Problem requirements:
Report how many lines of the material below contain the word "black", with case taken into account. Give only the number.

Data in this exercise:
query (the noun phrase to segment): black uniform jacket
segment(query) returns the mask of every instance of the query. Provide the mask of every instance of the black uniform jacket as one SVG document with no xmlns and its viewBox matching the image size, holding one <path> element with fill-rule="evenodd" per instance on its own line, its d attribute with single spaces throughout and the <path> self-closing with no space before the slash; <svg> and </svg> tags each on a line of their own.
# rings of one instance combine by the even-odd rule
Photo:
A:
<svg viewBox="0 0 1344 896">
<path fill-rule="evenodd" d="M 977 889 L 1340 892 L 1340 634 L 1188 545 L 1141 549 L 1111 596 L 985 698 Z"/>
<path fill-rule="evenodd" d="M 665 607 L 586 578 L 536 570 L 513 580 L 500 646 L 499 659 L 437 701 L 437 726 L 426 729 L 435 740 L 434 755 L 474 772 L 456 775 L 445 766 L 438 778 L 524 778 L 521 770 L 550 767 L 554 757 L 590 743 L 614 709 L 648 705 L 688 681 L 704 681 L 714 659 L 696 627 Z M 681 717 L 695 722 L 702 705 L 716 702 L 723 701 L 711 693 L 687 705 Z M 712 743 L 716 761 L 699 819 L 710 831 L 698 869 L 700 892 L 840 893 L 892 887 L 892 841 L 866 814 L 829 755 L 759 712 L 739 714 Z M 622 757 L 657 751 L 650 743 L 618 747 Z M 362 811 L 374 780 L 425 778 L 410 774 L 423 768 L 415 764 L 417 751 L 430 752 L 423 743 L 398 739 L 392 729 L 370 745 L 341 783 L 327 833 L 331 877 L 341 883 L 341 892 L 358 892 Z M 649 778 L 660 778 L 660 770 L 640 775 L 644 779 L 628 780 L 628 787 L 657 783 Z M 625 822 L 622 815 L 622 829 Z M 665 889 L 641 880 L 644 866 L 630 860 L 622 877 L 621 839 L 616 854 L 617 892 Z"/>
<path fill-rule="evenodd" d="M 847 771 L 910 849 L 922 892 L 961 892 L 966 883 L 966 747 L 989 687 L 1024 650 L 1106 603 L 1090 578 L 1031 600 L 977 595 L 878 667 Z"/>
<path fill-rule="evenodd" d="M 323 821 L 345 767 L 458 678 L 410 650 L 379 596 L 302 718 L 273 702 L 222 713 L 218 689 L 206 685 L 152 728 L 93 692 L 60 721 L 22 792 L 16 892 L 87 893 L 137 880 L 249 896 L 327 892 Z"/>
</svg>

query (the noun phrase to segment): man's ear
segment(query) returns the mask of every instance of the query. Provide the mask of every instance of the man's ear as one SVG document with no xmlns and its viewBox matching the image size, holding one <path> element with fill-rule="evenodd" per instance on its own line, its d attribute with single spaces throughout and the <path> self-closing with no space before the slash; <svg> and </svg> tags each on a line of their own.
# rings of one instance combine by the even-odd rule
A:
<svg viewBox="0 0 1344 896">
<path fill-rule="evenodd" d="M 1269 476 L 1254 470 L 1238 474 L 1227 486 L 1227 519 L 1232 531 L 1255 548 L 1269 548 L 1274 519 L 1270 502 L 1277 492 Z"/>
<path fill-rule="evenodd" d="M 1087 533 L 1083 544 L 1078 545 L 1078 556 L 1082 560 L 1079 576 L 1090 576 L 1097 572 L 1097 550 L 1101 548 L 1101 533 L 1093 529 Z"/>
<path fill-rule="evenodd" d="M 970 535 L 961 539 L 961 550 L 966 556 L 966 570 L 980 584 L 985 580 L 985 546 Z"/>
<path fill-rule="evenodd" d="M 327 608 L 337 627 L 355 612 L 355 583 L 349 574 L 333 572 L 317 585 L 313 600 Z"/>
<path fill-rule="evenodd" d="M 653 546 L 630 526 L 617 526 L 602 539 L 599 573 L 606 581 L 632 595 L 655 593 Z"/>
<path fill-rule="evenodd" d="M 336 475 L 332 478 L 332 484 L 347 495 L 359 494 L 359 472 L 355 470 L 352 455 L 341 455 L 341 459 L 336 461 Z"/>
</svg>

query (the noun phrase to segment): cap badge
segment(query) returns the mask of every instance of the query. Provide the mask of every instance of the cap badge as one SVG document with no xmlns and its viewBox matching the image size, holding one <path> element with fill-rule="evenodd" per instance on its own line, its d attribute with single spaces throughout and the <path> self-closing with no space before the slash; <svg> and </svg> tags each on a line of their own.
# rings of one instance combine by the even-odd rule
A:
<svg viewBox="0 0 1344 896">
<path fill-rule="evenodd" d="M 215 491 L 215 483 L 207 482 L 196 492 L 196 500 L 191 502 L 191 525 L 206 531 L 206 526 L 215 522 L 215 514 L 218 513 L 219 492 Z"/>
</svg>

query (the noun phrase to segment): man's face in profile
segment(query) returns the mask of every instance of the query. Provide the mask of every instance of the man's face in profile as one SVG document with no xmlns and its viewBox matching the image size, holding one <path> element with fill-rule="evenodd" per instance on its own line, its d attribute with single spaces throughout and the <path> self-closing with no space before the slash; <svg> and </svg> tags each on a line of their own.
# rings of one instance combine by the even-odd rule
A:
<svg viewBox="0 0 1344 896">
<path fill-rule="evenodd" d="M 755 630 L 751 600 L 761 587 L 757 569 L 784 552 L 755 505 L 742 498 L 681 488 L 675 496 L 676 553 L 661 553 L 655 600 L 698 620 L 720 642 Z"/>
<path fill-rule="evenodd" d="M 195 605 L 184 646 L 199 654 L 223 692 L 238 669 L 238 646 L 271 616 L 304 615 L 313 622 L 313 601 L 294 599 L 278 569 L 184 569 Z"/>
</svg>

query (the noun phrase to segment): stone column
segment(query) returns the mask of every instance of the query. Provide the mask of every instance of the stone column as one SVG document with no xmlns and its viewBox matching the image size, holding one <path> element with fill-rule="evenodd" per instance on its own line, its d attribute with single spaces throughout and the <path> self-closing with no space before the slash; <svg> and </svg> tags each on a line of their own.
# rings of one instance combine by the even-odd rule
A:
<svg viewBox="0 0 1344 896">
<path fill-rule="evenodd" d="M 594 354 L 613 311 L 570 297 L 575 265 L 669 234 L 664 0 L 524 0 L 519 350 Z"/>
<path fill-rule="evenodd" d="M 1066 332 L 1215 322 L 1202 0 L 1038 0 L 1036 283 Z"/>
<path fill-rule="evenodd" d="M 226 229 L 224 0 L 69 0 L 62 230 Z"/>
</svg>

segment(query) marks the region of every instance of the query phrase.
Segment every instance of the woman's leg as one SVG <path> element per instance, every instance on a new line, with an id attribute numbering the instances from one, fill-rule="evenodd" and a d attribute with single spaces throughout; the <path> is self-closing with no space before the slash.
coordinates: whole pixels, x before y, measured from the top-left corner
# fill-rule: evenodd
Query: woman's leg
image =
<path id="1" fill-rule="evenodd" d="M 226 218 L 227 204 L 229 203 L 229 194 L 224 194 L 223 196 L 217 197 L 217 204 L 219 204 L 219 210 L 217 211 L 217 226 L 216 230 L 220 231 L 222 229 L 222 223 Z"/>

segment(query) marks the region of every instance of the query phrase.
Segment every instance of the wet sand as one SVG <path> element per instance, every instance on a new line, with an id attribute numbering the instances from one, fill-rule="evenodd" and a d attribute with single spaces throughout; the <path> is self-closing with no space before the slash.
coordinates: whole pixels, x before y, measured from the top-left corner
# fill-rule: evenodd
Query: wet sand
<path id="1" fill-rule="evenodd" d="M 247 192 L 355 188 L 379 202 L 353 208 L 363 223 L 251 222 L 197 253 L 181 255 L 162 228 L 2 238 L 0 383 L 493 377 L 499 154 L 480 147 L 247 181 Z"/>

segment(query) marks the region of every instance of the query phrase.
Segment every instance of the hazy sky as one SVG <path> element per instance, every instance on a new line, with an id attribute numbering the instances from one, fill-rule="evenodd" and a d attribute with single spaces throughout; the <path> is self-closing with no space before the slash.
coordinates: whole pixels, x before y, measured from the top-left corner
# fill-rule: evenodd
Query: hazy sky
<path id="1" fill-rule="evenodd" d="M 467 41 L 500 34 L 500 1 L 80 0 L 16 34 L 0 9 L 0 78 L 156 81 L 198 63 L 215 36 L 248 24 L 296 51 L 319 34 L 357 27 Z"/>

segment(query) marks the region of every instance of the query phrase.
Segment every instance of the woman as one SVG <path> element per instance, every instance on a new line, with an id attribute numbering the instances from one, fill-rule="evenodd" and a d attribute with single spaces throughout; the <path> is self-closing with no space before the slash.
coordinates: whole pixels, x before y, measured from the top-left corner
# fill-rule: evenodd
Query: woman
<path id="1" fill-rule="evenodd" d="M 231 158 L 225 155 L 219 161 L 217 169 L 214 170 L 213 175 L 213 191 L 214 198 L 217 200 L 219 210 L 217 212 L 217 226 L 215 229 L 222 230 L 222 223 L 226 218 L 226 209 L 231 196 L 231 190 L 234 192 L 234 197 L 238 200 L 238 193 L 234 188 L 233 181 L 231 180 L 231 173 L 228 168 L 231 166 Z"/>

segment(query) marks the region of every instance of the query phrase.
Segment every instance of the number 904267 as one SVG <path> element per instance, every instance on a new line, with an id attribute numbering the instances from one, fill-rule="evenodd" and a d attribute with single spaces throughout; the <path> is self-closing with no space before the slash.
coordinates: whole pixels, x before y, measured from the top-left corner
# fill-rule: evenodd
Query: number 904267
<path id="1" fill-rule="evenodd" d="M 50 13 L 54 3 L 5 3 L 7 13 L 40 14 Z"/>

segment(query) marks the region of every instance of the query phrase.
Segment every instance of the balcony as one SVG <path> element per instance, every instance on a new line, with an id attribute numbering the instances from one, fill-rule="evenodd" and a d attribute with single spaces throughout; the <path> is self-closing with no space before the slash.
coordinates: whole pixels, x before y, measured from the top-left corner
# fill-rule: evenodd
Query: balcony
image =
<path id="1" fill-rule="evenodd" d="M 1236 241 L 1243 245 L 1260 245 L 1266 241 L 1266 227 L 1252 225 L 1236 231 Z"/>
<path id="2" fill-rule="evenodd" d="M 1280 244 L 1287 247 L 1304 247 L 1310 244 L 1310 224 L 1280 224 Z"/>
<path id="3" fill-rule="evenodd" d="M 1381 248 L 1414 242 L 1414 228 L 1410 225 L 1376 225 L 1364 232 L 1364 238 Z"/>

The result:
2